Named-object pointing records:

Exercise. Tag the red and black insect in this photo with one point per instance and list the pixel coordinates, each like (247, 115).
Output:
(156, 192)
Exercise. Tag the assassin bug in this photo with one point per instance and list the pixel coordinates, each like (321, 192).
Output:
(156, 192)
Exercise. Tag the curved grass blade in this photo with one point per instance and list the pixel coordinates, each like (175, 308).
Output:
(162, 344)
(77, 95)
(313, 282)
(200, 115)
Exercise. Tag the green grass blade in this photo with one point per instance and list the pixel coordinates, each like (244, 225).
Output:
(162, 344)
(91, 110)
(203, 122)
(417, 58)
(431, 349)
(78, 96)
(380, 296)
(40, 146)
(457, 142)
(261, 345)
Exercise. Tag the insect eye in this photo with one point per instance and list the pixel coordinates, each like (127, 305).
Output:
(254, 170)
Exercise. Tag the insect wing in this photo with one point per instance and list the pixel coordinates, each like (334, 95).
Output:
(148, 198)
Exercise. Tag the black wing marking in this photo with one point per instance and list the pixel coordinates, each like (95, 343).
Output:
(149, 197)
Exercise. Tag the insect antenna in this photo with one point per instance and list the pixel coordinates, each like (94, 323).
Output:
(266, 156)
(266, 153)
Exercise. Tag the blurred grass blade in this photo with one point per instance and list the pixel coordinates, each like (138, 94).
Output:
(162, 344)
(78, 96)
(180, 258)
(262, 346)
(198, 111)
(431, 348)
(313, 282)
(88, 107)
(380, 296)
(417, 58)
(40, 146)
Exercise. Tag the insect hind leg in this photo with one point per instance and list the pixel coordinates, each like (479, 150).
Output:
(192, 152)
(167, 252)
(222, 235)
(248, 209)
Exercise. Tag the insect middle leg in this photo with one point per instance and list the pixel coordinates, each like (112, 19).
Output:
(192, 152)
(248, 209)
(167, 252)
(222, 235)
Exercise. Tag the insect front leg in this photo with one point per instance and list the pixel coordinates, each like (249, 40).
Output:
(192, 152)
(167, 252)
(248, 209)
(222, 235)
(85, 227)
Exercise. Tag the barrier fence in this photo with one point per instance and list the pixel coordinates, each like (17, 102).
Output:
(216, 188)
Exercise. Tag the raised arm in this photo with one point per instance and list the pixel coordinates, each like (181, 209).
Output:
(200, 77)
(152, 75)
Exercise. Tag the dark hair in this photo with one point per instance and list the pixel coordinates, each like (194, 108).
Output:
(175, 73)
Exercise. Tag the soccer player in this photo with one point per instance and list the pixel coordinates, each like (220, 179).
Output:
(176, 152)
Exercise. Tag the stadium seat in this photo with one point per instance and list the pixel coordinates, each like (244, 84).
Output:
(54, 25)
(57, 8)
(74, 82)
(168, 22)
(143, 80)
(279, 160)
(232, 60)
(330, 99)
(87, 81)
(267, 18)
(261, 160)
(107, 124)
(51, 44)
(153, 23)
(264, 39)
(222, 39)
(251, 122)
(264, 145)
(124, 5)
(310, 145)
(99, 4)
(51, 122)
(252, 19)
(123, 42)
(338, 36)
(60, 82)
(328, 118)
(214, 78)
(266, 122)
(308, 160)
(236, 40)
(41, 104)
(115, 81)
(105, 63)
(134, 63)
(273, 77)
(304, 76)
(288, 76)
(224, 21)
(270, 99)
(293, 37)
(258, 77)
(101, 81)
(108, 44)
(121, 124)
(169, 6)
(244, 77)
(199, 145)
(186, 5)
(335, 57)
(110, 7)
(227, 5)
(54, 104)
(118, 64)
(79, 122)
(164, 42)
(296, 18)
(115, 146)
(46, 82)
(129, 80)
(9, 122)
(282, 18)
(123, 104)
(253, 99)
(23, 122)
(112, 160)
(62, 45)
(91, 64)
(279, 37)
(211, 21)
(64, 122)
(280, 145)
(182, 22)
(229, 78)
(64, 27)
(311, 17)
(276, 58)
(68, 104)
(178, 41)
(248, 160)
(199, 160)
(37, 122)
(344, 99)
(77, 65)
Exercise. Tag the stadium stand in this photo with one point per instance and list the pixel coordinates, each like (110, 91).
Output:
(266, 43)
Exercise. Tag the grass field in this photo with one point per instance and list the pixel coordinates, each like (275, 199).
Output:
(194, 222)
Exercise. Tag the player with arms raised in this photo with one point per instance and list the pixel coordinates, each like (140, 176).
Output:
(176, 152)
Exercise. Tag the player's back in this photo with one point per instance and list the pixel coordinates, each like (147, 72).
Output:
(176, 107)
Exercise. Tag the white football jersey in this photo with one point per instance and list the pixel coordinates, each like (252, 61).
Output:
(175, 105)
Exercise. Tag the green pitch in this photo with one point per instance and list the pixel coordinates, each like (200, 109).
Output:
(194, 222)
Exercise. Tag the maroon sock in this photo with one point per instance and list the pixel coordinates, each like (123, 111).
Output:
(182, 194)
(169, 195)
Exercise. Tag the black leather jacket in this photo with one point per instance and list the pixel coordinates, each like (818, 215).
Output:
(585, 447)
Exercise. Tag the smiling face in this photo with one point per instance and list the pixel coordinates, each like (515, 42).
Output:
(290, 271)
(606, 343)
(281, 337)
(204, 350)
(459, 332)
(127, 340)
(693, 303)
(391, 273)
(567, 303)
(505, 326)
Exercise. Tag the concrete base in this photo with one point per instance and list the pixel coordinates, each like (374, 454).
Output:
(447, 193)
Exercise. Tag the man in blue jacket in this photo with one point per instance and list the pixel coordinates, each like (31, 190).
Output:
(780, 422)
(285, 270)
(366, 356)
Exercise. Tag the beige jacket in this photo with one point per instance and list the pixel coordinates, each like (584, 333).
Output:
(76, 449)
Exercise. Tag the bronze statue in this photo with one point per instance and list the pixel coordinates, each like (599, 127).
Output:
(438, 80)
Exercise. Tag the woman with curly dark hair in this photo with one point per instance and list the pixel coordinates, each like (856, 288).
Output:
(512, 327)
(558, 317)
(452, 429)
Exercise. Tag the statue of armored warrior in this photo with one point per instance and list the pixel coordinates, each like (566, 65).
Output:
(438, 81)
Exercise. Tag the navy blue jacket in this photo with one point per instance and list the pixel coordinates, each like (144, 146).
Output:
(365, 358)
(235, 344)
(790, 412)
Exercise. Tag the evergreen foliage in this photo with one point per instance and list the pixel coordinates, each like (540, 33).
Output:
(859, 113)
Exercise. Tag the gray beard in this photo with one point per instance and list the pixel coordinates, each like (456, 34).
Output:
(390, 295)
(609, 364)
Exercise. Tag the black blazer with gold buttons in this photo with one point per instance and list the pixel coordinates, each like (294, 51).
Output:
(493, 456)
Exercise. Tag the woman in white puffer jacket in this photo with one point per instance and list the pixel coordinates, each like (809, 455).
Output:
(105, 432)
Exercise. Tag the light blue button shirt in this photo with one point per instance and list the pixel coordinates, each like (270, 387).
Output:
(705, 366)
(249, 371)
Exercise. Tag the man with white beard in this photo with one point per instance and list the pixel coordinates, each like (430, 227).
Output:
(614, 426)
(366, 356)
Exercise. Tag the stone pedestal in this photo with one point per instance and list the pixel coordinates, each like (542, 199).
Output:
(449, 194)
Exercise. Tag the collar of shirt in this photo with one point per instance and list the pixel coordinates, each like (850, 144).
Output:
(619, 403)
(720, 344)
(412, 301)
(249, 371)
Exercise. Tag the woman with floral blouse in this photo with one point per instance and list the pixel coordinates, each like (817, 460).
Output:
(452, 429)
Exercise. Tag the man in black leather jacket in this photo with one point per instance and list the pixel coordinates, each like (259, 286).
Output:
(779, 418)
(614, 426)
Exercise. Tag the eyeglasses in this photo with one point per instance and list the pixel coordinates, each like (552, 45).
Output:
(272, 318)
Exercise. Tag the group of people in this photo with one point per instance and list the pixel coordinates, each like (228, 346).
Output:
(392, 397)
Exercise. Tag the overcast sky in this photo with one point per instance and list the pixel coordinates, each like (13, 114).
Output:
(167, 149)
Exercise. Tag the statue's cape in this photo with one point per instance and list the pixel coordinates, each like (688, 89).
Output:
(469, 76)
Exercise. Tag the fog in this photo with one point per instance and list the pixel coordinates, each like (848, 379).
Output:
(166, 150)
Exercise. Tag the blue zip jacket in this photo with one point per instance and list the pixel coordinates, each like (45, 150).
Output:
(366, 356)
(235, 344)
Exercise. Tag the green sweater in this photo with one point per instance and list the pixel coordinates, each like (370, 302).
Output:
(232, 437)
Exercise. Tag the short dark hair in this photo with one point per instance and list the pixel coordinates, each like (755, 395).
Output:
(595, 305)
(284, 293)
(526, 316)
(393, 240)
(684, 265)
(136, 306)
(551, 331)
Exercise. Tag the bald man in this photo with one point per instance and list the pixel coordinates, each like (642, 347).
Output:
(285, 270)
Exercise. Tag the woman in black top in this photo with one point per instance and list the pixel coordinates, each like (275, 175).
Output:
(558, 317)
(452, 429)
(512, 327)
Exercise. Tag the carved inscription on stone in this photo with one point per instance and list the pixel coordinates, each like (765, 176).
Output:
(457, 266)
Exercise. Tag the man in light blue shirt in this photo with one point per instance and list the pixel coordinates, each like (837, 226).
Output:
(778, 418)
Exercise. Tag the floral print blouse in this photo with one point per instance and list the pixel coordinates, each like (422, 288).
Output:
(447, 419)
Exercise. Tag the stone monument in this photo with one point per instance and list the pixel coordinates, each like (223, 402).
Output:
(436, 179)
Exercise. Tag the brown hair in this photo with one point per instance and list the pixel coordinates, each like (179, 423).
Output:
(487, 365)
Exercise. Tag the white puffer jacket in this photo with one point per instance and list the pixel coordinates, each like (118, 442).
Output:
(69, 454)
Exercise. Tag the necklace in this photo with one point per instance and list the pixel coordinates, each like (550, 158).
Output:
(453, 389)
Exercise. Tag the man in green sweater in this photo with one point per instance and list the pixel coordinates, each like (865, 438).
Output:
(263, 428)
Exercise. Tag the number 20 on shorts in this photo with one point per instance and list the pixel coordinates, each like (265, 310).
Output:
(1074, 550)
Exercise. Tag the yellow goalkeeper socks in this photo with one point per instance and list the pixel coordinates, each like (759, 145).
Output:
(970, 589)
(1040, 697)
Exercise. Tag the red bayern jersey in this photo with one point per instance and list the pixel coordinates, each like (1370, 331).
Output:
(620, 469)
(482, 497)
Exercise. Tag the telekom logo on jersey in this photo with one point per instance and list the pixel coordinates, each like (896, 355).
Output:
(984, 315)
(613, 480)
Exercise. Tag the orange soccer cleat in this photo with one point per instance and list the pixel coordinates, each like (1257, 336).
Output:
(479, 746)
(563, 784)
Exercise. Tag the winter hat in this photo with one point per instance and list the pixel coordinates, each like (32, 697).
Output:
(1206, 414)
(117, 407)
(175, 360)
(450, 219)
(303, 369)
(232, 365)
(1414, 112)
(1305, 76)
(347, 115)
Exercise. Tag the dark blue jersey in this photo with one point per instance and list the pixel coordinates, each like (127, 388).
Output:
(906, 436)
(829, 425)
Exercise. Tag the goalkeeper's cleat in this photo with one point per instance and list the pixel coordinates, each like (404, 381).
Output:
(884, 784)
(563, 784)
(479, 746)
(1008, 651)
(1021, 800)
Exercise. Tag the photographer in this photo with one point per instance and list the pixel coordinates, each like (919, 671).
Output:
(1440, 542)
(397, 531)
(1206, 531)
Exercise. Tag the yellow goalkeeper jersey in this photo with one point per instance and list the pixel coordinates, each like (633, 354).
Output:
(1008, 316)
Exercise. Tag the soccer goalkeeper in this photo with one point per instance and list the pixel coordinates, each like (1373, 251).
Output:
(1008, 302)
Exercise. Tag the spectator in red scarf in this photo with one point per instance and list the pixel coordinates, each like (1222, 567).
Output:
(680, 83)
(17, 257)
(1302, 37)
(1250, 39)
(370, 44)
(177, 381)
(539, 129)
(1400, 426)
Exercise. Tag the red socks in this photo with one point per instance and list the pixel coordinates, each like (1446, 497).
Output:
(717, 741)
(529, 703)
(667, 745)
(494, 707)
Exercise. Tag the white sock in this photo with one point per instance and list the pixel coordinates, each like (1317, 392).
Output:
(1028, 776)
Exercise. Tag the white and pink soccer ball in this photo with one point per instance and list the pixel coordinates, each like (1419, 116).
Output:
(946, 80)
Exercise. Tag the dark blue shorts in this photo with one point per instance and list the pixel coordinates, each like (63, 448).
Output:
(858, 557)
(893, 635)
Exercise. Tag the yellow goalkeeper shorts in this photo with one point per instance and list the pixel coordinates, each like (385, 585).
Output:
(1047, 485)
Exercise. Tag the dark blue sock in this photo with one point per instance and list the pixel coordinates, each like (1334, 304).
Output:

* Your goal
The lines to quote run from the one containing "Exercise. Tag the goalkeeper's" through the final line of the material above; please give them exactly, both ends included, and nothing else.

* Answer for the task
Exercise. Tag the goalkeeper's cleat in this photo with one point per instance and list the pixel coordinates, each like (404, 381).
Output:
(884, 784)
(563, 784)
(479, 746)
(1008, 651)
(1021, 800)
Exercise. Tag the photographer in this photo with one point per instance and list the pixel coordinates, each like (919, 671).
Output:
(1440, 542)
(397, 531)
(1206, 531)
Exercise. Tag the yellow goalkeeper jersey in this photo with one point per instance and list the pixel coordinates, each like (633, 354).
Output:
(1008, 316)
Exercise. Tag the soccer goalkeeper in this photo with one point per instance and list the pixel coordinates, each like (1373, 251).
Output:
(1008, 302)
Exercise. Tag the spectator in red scarf in this photo with one point per instance and list the pixel coordinates, each like (1222, 567).
Output:
(680, 83)
(17, 257)
(1302, 37)
(1250, 39)
(370, 44)
(177, 381)
(539, 129)
(1400, 426)
Exercise. Tag the red socks in this photo with one point per instance and list the pixel coordinates, each like (1446, 497).
Output:
(717, 741)
(529, 703)
(667, 745)
(494, 707)
Exercise. Tag the white sock in this photo with one point per instance and list the pixel coordinates, each like (1317, 392).
Output:
(1028, 776)
Exercise. Tag the white and pink soccer ball in this photo with one point per instance and list the pixel coordinates, each like (1419, 116).
Output:
(946, 80)
Exercise. Tag the dark blue shorts in this photo with one point per instance and list the pixel coordinates, each like (63, 448).
Output:
(858, 557)
(893, 635)
Exercise. Tag the yellow goalkeeper shorts in this photo with one point per instance and list the pixel coordinates, each like (385, 585).
Output:
(1047, 485)
Exercise. Tag the dark blue sock in this photo with one point per instance and list the pixel coordinates, each like (1334, 304).
Output:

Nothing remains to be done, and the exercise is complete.